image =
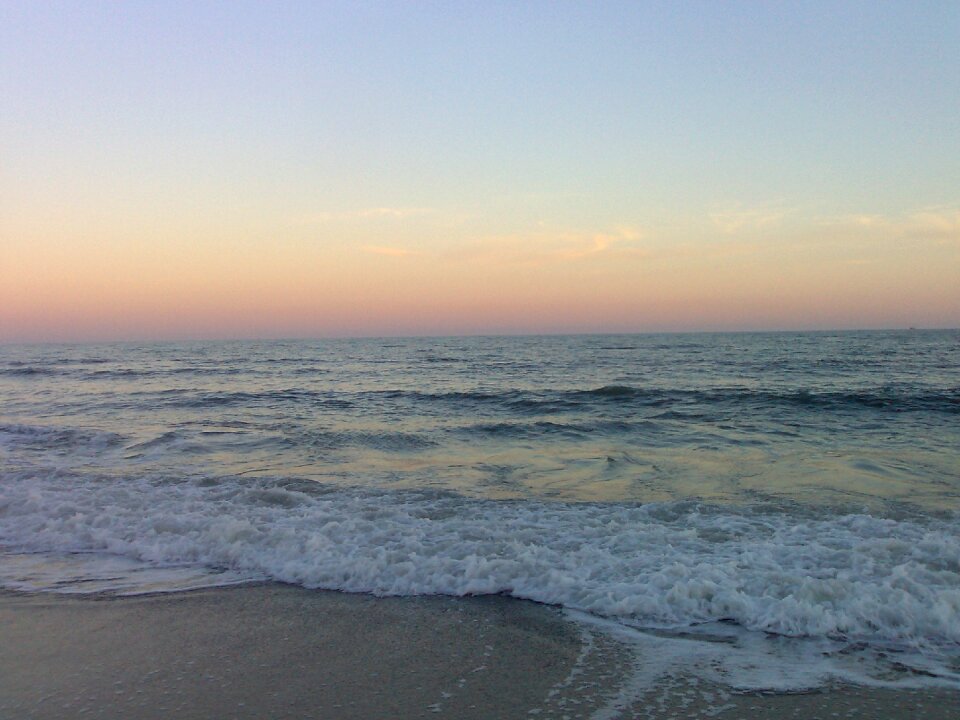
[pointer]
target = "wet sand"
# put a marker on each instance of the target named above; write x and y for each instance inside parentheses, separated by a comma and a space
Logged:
(283, 652)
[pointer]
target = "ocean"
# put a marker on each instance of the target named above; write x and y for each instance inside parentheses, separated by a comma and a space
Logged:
(773, 511)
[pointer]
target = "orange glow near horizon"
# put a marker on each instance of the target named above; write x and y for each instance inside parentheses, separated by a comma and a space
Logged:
(312, 283)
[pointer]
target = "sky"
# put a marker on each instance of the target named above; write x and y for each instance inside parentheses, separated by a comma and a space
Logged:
(180, 170)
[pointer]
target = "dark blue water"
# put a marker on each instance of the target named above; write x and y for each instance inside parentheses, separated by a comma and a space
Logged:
(804, 485)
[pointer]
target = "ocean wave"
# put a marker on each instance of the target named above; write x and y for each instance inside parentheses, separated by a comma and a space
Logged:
(667, 565)
(62, 439)
(882, 398)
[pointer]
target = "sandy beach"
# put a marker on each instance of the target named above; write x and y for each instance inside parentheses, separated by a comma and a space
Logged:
(285, 652)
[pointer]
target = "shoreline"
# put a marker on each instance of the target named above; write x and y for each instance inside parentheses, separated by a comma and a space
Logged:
(272, 650)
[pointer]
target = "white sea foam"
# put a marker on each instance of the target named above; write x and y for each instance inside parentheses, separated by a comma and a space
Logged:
(882, 583)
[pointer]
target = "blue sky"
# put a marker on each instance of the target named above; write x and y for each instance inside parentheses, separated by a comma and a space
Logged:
(229, 122)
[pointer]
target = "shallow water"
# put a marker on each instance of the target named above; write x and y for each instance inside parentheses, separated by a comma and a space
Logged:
(794, 494)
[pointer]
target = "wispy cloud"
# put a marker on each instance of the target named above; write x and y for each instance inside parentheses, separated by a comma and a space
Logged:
(738, 219)
(543, 246)
(935, 223)
(391, 212)
(394, 213)
(387, 250)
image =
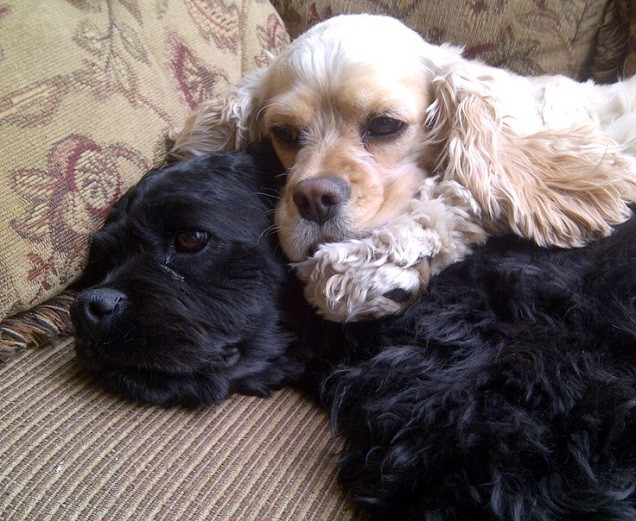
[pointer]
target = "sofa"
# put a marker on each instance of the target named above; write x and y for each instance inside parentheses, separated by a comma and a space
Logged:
(88, 90)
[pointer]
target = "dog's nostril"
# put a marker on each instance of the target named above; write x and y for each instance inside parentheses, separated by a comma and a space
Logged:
(92, 307)
(318, 199)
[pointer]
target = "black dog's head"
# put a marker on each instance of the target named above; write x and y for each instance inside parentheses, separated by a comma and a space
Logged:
(182, 288)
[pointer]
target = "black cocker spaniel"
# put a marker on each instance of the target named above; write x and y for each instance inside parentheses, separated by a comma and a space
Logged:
(507, 392)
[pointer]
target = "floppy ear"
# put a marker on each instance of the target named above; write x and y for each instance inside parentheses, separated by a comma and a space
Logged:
(557, 187)
(226, 122)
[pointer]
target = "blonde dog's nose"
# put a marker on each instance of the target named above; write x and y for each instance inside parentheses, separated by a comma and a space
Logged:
(319, 199)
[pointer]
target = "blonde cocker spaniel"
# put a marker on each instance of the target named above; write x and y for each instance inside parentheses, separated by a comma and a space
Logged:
(401, 155)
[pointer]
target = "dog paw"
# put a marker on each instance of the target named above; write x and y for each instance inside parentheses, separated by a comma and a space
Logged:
(345, 285)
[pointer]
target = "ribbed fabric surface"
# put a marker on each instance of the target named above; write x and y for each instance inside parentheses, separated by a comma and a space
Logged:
(70, 451)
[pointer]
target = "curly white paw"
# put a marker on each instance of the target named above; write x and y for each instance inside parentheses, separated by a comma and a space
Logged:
(369, 278)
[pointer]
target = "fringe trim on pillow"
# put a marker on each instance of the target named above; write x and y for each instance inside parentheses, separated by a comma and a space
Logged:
(38, 327)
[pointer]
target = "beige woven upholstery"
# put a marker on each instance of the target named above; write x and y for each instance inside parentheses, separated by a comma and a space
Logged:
(70, 451)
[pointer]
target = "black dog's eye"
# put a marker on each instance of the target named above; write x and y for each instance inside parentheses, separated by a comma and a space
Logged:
(286, 135)
(382, 126)
(190, 241)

******************************

▶ TASK
Write out the data above in full and exactly, but not the pictures.

▶ ANSWER BELOW
image =
[pointer]
target = "wet sand"
# put a marker on each instance of the target named above; write x and y for each instance inside parentheses, separated by a comma and a space
Logged:
(283, 652)
[pointer]
target = "ocean"
# put a marker on each instance of the target named above; write x and y for each instance inside parentheses, separated by a comma and a space
Logged:
(773, 511)
[pointer]
target = "orange glow near horizon"
# put a marker on each instance of the target named above; write x and y for each instance inside parentheses, separated by a comma and a space
Logged:
(312, 283)
[pointer]
target = "sky"
# put a marker on each instance of the target named above; write x and y for each instance inside parentheses, separated by a comma and a space
Logged:
(180, 170)
[pointer]
target = "dark blue water"
# put a marker on each instance of the target named above; write x and y for each instance inside parentheses, separated by a comma and a space
Logged:
(804, 485)
[pointer]
target = "ocean wave"
# put a marker on each instance of the target named above; write x and y for each instance inside parentheses, separated by a comma and a space
Logged:
(667, 565)
(62, 439)
(882, 398)
[pointer]
target = "sandy beach"
# put a marker on each instance of the target named above; write x and y for each instance inside parentheses, separated by a comma and a space
Logged:
(285, 652)
[pointer]
target = "shoreline"
# put a marker on each instance of the target named above; write x and y for each instance inside parentheses, separated by a comma and a space
Logged:
(272, 650)
[pointer]
target = "white sea foam"
# put a marker on each instance of the target named above; write x and y for each instance inside parentheses, separated by a comma and a space
Logged:
(882, 583)
[pointer]
target = "blue sky"
# put a marker on each instance of the target named above; write x and y for each instance inside parentheses, separated by a comma and a space
Logged:
(229, 122)
[pointer]
target = "shallow water"
# put a marker on each instance of the target named above; write x and y for each instance inside parentheses, separated by a comma and a space
Logged:
(794, 494)
[pointer]
target = "wispy cloud"
# put a marker on each instance of the target named above; write x and y for each instance inside parentheses, separated by a comma and a space
Logged:
(738, 219)
(543, 246)
(935, 223)
(391, 212)
(394, 213)
(387, 250)
image =
[pointer]
target = "sofa"
# put a marker on each instance of the target named above; write x and y for each instance inside parentheses, separated by a comma and a space
Logged:
(88, 90)
[pointer]
target = "dog's nostril"
# put a marker on each instance of the target named above; write x and y for each instance inside parentheses, separated by a comma and a space
Logged:
(92, 307)
(318, 199)
[pointer]
target = "black dog's head"
# put a marker on each instance of the target named above; write x and y for each instance inside parentheses, separated by a comma and a space
Logged:
(182, 288)
[pointer]
target = "black cocker spaniel"
# put a marker on each instance of the target named above; write x and y for each instance inside parentheses, separated by a comma and a space
Logged:
(507, 392)
[pointer]
target = "floppy ear"
# put a marker on each instance of the target named above; write x and y for each instance inside parentheses, separated by a comma and a space
Logged:
(557, 187)
(226, 122)
[pointer]
target = "blonde dog's nose"
# put a marker on each instance of the target named above; write x and y for each instance inside parentheses, separated by a comma and a space
Logged:
(319, 199)
[pointer]
target = "blonde cocker spaniel"
# put a marker on each instance of the target named above; write x and y for each instance inside parentheses, separated by a comma and a space
Logged:
(401, 155)
[pointer]
target = "dog paw"
# put a marker on each instance of the target named above; write x and y for each instance inside parentheses, separated by a comma and a space
Logged:
(345, 285)
[pointer]
target = "ribbed fabric surface"
# put a marker on each instance of the target named above; write x and y for each instance inside parentheses, separated by a comma and a space
Logged:
(70, 451)
[pointer]
target = "curly white paw"
# put a marker on each instance of the target named above; write x and y for each instance inside parentheses, separated by a comma and a space
Logged:
(369, 278)
[pointer]
target = "fringe trim on pillow"
# put a marker on each instance of the target named above; write x and y for each instance inside parentheses, separated by a comma and a space
Logged:
(38, 327)
[pointer]
target = "beige woven upholstery"
# put a marker on each instance of the target named above; write x and y for each instance inside parentheses, separated by a comma and a space
Logged:
(70, 451)
[pointer]
target = "black dog's eye"
# put a marker on each instance of the target named above; write x and y for each instance inside parentheses, separated by a comma and a space
Logged:
(286, 135)
(382, 126)
(190, 241)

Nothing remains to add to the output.